=== Stated problem ===
All records are to be retyped faithfully and completely.

=== Dataset extract ===
--------------------
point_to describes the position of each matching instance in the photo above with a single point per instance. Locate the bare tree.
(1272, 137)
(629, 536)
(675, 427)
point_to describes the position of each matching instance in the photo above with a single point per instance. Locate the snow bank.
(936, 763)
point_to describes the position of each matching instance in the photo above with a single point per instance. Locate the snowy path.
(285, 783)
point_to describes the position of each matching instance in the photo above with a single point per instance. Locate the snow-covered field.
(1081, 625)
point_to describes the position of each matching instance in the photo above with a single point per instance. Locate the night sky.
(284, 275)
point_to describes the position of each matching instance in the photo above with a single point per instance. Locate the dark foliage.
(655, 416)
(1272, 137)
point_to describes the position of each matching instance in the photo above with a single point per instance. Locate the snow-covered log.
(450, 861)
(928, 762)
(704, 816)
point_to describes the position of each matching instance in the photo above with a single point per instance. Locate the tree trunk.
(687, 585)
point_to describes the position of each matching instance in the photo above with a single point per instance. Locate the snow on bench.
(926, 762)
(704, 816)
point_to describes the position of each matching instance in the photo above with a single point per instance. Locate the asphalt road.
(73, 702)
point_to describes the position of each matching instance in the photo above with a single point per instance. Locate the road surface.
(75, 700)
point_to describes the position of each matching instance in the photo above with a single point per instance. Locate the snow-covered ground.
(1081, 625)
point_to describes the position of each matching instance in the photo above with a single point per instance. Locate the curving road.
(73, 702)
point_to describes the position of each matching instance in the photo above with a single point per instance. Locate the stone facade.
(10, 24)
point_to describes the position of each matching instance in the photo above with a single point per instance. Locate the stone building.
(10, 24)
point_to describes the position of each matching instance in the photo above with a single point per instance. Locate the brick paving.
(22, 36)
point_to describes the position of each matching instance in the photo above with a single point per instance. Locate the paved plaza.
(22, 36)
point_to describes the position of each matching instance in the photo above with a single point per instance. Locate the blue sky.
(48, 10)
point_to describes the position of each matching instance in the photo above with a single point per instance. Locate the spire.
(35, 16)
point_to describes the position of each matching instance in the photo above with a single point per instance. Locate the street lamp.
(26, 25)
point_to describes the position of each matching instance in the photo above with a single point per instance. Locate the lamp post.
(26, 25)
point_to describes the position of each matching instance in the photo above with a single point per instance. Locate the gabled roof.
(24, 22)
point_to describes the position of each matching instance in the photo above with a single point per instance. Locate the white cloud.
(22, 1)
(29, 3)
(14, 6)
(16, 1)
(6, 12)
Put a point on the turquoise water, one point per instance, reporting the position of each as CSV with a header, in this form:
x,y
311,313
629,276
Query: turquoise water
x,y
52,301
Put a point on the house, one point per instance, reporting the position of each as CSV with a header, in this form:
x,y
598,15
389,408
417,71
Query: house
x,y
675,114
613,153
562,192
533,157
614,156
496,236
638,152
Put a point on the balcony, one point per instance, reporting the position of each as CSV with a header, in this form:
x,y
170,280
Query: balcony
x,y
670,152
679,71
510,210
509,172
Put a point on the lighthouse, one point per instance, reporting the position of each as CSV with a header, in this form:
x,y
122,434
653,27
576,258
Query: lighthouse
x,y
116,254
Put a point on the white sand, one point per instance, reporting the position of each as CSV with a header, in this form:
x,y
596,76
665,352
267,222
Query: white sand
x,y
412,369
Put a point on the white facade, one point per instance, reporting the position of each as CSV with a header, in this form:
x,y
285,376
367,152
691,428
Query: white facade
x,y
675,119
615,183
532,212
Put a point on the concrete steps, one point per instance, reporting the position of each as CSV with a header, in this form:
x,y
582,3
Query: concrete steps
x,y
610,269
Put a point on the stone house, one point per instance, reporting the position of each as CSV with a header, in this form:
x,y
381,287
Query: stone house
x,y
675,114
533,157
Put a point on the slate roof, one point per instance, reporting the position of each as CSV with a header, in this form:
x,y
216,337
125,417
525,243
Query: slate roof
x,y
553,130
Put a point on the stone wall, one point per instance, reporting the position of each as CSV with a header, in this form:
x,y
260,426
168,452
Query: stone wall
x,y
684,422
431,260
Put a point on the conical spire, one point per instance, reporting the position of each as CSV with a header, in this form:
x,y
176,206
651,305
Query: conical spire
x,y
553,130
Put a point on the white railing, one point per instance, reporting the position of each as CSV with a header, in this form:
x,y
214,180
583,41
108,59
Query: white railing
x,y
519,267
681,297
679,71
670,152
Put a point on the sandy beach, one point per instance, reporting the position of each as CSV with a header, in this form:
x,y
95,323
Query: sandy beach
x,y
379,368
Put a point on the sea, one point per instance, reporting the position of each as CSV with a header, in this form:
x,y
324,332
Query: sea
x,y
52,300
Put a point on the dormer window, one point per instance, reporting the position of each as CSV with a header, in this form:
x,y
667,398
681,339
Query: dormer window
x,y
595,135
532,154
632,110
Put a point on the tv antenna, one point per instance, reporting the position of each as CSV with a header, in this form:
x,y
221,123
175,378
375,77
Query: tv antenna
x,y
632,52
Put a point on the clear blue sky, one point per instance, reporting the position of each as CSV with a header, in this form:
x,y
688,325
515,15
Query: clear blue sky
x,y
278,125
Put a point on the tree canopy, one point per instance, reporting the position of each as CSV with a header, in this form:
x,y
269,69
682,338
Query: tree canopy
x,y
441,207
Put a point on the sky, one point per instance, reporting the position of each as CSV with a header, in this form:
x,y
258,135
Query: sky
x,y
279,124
--------------------
=== Response for this exercise ===
point_to describes the position of each matching instance in the photo above with a single point per instance. Locate the bare tree.
(1272, 137)
(629, 536)
(675, 427)
point_to describes the position of each matching instance in the photo above with a single point per instance. Locate the snow bank.
(936, 763)
point_to describes the position of each matching instance in the photo above with a single point per instance. Locate the snowy path.
(285, 783)
point_to describes the position of each matching instance in the photo above with a single point per instance. Locate the snow-covered field.
(1081, 625)
point_to describes the position of each matching instance in the photo above with a single point per instance. Locate the night sky.
(284, 275)
point_to describes the position of each matching instance in the photo above with a single point per instance. Locate the dark foliage.
(655, 416)
(1272, 137)
point_to describes the position of each matching instance in the photo above with a single point per instance. Locate the snow-covered log.
(450, 861)
(928, 762)
(704, 816)
point_to describes the position of each matching instance in the photo above with a single point per instance. Locate the tree trunk.
(687, 585)
point_to describes the position of each matching instance in the photo above with a single point per instance. Locate the snow on bench.
(926, 762)
(704, 816)
point_to describes the position of each matching instance in the photo above with a single point per instance. Locate the asphalt road.
(73, 702)
point_to describes the position of each matching instance in the photo above with a single point per instance. Locate the road surface.
(75, 700)
point_to describes the position of each matching instance in the photo above with a single point per instance. Locate the snow-covered ground.
(1081, 625)
point_to describes the position of each matching instance in the photo above with a single point per instance. Locate the curving road.
(73, 702)
point_to describes the position of each matching instance in the photo above with a single point per instance. Locate the stone facade.
(10, 24)
point_to describes the position of each matching instance in the photo above with a single point per instance. Locate the stone building.
(10, 24)
point_to describes the position of each matching instance in the photo above with a single point per instance. Locate the brick paving.
(22, 36)
point_to describes the position of each matching instance in the photo above with a single point per instance. Locate the paved plaza.
(22, 36)
point_to describes the position of each matching instance in the photo above with a single point per instance. Locate the blue sky.
(48, 10)
point_to describes the position of each matching instance in the photo above with a single point per instance. Locate the spire.
(35, 16)
point_to describes the position of each matching instance in the photo above with a single point per instance. Locate the street lamp.
(26, 25)
point_to describes the position of each matching instance in the photo above with a single point per instance. Locate the lamp post.
(26, 25)
point_to describes the position of each matching instance in the photo above with a single point per instance. Locate the gabled roof.
(24, 22)
point_to describes the position of each matching instance in the photo above with a single point per instance. Locate the white cloud.
(22, 1)
(29, 3)
(14, 6)
(16, 1)
(6, 12)
Put a point on the turquoise water, one point per instance, reporting the position of each as CSV with a header, in this form:
x,y
311,313
629,276
Query: turquoise water
x,y
52,301
Put a point on the house, one point per instance, reporting the position of each as CSV with a header, in this form:
x,y
598,15
389,408
417,71
Query: house
x,y
675,114
613,153
562,192
533,157
614,156
496,236
638,152
Put a point on the balcony, one point per instance, reporting the position of each as CSV with a header, in this form:
x,y
170,280
Query: balcony
x,y
670,152
679,71
510,210
509,172
Put a point on the lighthouse, one point per instance, reporting the position of each as CSV with a header, in this form:
x,y
122,434
653,27
576,258
Query: lighthouse
x,y
116,254
Put a point on the white sand, one point per instance, reporting the position of each as CSV with a header, in this form:
x,y
596,76
665,352
267,222
Query: white sand
x,y
412,369
Put a point on the white facade, one point per instance, reporting the position of each as CSV with a header, in this form:
x,y
285,376
367,152
691,428
Query: white facade
x,y
675,119
615,183
532,212
Put a point on the concrete steps, one point per instance, reporting the position of each as CSV with a header, in this form:
x,y
582,3
Query: concrete steps
x,y
610,269
Put a point on the stone house, one point per instance, reporting the position of each as CSV with a header, in this form:
x,y
381,287
Query: stone house
x,y
675,114
533,157
Put a point on the slate roof, one point per instance, reporting the position of each as CSV with a header, in this form:
x,y
216,337
125,417
525,243
Query: slate roof
x,y
553,130
Put a point on the stone wall, one point per instance, reporting the position of each as CSV with a header, in this form:
x,y
260,426
168,452
Query: stone wall
x,y
684,422
431,260
Put a point on the conical spire, one point per instance, reporting the position of each as CSV with a header, in this form:
x,y
176,206
651,305
Query: conical spire
x,y
553,130
Put a point on the white railing, one point per instance, reporting the position of each as CSV with a header, in this form:
x,y
214,180
583,41
108,59
Query: white railing
x,y
519,267
681,297
679,71
670,152
Put a point on the sandy beach, one point per instance, reporting the position of each as CSV with a header, in this form:
x,y
95,323
Query: sandy beach
x,y
379,368
Put a point on the sea, one point per instance, reporting the position of each as CSV with a header, in this form:
x,y
324,332
Query: sea
x,y
52,300
Put a point on the dormer window, one point per instance, reporting the position of each as CSV with a header, in this form:
x,y
667,398
681,339
Query: dormer window
x,y
595,135
532,154
632,110
Put a point on the tv antenna, one point per instance, reporting the position of each as CSV with a header, in this form:
x,y
221,123
175,378
375,77
Query: tv antenna
x,y
632,52
Put a point on the clear blue sky, one point per instance, reporting the position of each as CSV with a header, in this form:
x,y
688,325
515,15
Query: clear blue sky
x,y
278,125
Put a point on the tree canopy, one point per instance, reporting the position of each as CSV with a header, in this form:
x,y
269,69
682,338
Query: tree canopy
x,y
441,207
Put a point on the sky, one point per instance, reporting the position of each as CSV with a header, in this form:
x,y
258,135
Query: sky
x,y
279,124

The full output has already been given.